> [Extract]:
::::

In addition, those who planted cover crops in 2021 need to get those acres certified with the FSA prior to March 15.
“There is a cover crop program there that was from 2021. Any cover crop that got planted after June 15 of 2021 is eligible for that program. There is an additional $5 per acre that a farmer can collect from that for crop insurance,” Davis said. “That cover crop has to be certified by March 15 by FSA. March 15 is going to be a busy day for a lot of folks. That has to be certified to qualify for the additional $5. That is the from the pandemic relief program instituted in 2021.”
Other factors to consider are the potential for rising rental rates in some situations and the likelihood of increasing interest rates in the near future, Davis said.
“This is a very good time to be thinking about refinancing real estate. We are going to see an increase in interest rates. We are seeing the highest inflation rates in 40 years,” Davis said. “We are going to see rates go up and if you have long term assets out there not locked down, refinancing is something you may want to take a look at.”

::::

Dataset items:
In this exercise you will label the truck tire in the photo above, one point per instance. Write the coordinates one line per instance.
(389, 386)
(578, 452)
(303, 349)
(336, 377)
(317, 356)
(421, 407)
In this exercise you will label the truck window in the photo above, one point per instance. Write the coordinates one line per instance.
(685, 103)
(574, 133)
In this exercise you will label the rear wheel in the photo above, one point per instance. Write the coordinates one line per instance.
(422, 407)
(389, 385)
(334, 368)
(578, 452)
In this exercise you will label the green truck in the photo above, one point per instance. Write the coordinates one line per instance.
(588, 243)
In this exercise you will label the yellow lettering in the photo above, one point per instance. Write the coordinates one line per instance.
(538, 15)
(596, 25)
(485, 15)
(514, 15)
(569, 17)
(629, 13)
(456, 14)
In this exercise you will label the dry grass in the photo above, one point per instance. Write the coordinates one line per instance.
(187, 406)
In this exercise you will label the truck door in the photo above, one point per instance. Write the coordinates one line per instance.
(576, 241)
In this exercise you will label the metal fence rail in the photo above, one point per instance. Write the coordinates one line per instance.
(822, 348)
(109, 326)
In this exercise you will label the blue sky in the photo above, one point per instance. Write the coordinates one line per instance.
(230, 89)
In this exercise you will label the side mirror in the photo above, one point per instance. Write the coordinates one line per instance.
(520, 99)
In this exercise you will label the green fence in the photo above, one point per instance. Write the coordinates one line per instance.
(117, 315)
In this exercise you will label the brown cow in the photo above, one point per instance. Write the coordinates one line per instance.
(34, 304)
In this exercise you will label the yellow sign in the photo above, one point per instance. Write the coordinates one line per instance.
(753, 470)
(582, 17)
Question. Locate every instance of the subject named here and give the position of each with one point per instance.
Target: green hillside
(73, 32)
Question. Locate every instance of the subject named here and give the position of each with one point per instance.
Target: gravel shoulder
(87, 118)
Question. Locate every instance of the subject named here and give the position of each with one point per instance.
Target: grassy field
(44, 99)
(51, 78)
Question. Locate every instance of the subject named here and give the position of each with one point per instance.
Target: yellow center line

::::

> [Assignment]: In the text about cover crops and refinancing, how much additional money per acre can a farmer collect for crop insurance through the 2021 cover crop program?

> [Exercise answer]: An additional $5 per acre.